About this task
Give back all of the data exactly as it stands, with the pictures removed.

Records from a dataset

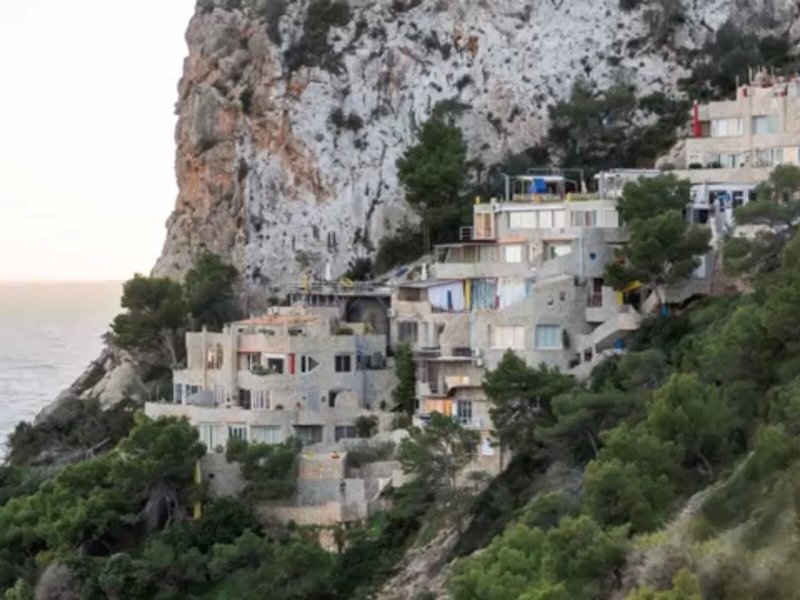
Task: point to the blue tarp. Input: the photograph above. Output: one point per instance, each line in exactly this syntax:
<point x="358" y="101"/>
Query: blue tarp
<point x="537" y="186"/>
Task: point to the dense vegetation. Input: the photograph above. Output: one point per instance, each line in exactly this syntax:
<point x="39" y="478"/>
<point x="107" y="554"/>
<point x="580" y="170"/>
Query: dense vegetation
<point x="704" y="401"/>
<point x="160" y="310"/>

Your solution
Task: point to the blue tarp. Input: the photograph above. Output: one point per instance, each line in exactly this syntax:
<point x="358" y="101"/>
Query: blue tarp
<point x="537" y="186"/>
Task: point to the dense vegetation. Input: the photograph above. Output: one point per instance, each line in exactly this syntax:
<point x="39" y="478"/>
<point x="107" y="554"/>
<point x="580" y="170"/>
Query: dense vegetation
<point x="704" y="401"/>
<point x="160" y="310"/>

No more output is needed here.